WHAT TO DO:
Lay out the lines of the items below as a JSON list of strings, one string per line, leaving out blank lines. Include only the lines starting with the line that contains "Could you please spot the palm tree in" and going on through the line that contains "(1400, 191)", both of those lines included.

Location identification items:
________________________________________
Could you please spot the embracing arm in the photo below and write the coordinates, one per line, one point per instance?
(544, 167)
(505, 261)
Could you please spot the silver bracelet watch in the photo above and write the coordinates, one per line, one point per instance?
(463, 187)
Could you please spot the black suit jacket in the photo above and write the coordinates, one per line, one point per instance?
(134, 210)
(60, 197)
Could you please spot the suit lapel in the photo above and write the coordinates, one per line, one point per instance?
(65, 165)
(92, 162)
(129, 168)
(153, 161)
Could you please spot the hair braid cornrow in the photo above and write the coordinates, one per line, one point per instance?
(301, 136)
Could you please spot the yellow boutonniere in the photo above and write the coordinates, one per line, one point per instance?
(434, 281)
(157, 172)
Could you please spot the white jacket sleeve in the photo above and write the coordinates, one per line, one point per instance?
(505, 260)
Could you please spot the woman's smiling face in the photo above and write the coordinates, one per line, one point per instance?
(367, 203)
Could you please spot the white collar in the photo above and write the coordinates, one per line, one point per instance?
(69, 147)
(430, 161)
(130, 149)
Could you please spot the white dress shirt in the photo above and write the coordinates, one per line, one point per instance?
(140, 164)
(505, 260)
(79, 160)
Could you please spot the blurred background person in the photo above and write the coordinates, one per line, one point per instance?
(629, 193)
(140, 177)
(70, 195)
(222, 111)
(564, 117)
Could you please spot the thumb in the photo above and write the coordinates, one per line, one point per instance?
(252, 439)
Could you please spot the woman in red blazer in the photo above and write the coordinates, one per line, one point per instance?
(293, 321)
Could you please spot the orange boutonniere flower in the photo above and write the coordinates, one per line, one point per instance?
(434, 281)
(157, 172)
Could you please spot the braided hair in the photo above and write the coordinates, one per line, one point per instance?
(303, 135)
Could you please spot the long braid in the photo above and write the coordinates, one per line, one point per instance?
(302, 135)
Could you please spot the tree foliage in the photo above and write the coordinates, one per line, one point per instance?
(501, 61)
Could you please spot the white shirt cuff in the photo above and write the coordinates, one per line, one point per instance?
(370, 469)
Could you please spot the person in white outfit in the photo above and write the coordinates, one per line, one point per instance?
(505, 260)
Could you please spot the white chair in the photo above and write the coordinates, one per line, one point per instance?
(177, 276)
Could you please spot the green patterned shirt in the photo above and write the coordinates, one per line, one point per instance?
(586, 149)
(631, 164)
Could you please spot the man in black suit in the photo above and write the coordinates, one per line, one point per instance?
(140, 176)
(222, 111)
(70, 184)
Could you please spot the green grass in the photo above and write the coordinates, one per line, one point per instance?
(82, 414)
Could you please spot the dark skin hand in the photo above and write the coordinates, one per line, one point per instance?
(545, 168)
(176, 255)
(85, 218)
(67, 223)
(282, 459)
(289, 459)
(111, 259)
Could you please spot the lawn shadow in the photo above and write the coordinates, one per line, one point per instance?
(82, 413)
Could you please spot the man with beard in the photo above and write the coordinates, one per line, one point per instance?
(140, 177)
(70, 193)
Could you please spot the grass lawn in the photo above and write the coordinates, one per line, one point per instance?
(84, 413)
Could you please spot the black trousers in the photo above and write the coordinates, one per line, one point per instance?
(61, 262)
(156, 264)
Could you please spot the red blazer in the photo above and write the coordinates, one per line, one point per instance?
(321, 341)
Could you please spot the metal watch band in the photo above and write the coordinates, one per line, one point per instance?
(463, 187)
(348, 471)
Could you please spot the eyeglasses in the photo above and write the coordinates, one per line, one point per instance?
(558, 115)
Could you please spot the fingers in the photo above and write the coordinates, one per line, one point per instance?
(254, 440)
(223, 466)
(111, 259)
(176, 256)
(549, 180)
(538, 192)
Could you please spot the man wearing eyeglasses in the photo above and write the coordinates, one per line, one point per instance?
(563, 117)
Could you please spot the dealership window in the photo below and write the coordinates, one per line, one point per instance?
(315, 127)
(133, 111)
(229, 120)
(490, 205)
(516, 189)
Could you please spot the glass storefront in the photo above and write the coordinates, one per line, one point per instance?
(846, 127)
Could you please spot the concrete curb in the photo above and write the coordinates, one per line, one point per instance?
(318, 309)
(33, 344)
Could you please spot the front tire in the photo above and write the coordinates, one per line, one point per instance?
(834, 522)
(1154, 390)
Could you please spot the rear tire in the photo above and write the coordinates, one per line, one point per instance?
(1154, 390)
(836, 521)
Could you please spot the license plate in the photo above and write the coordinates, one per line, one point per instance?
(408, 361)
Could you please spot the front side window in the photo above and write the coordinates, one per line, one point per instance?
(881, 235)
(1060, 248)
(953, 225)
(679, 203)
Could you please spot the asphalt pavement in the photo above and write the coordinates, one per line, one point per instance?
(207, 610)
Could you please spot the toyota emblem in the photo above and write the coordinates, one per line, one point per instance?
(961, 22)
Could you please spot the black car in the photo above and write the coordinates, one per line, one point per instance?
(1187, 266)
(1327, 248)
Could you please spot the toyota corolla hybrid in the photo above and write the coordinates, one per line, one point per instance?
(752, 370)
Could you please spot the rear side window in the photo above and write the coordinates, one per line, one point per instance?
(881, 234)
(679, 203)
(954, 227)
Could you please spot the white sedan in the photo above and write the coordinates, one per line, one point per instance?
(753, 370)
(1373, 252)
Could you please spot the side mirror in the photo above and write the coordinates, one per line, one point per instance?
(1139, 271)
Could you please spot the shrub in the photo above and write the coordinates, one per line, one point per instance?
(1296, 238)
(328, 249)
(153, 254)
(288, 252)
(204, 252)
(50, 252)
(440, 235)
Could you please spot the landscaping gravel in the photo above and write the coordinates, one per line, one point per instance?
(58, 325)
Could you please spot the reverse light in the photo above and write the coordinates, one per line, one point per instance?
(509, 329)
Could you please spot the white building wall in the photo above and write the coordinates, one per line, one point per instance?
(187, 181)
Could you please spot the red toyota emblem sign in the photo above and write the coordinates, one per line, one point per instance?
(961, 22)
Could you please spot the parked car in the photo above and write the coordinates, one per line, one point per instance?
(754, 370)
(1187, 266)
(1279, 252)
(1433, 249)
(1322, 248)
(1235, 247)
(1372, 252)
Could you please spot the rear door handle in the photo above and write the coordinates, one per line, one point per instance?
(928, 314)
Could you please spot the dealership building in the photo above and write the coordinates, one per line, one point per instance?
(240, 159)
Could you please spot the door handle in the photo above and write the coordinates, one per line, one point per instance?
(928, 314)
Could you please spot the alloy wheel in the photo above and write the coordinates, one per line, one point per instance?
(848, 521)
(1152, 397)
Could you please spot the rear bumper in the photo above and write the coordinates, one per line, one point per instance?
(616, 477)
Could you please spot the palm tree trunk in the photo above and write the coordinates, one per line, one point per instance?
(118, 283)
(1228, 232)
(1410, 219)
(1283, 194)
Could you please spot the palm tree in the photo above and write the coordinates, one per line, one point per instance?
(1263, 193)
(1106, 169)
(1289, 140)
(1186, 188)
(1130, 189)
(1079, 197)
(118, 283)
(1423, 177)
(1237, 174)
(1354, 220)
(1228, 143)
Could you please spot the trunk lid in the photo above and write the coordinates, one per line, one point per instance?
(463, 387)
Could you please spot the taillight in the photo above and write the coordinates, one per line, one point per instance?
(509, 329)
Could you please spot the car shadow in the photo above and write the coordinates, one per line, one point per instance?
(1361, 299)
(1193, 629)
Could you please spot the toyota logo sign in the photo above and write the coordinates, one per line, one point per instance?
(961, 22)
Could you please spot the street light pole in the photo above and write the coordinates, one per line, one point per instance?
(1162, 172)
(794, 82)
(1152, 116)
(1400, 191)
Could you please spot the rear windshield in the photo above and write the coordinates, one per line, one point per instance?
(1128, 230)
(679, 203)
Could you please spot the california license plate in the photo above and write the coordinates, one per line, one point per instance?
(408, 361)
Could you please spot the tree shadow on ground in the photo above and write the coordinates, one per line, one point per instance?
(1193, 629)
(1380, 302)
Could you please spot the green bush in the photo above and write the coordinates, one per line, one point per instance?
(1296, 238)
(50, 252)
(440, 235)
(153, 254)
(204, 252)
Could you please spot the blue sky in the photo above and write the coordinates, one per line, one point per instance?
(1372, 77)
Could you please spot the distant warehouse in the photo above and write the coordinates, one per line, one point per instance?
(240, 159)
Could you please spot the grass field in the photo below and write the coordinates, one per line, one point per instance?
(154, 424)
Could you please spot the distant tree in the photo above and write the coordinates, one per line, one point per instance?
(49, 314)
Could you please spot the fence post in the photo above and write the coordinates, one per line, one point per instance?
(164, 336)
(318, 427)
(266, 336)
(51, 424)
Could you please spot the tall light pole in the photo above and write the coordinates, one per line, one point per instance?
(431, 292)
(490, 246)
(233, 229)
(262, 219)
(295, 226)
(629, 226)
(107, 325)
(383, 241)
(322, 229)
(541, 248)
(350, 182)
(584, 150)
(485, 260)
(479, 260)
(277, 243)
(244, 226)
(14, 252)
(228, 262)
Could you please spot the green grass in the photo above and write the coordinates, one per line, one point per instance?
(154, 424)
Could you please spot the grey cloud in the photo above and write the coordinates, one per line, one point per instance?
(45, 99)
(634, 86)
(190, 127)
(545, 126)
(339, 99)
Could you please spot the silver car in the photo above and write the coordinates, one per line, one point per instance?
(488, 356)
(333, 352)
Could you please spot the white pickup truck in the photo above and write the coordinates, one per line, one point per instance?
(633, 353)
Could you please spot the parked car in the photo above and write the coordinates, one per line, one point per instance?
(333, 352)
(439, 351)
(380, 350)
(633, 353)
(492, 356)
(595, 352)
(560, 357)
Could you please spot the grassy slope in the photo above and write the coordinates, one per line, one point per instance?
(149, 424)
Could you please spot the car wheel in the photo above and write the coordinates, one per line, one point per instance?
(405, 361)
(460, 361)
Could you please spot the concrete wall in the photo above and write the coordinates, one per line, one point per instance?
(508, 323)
________________________________________
ANSWER TO THE PROBLEM:
[
  "Could you please spot the palm tree in the photo above and write the coordinates, one per line, one point per instance?",
  "(1263, 193)",
  "(1106, 169)",
  "(1289, 140)",
  "(1186, 188)",
  "(1130, 189)",
  "(1079, 197)",
  "(118, 283)",
  "(1423, 177)",
  "(1237, 174)",
  "(1354, 220)",
  "(1228, 143)",
  "Could you please spot the trunk lid in the photo above and write the coordinates, one per line, one point per instance?",
  "(463, 387)",
  "Could you please spot the taillight in the photo above and write the coordinates, one per line, one point per instance?",
  "(509, 329)",
  "Could you please spot the car shadow in the photo above and write the coordinates, one per line, one point per instance?",
  "(1361, 299)",
  "(1193, 629)",
  "Could you please spot the toyota logo sign in the photo above and write the coordinates, one per line, one point per instance?",
  "(961, 22)",
  "Could you please spot the street light pole in the photo above and write the coordinates, one per line, one point per instance?",
  "(1162, 172)",
  "(794, 82)",
  "(1152, 116)",
  "(1400, 191)"
]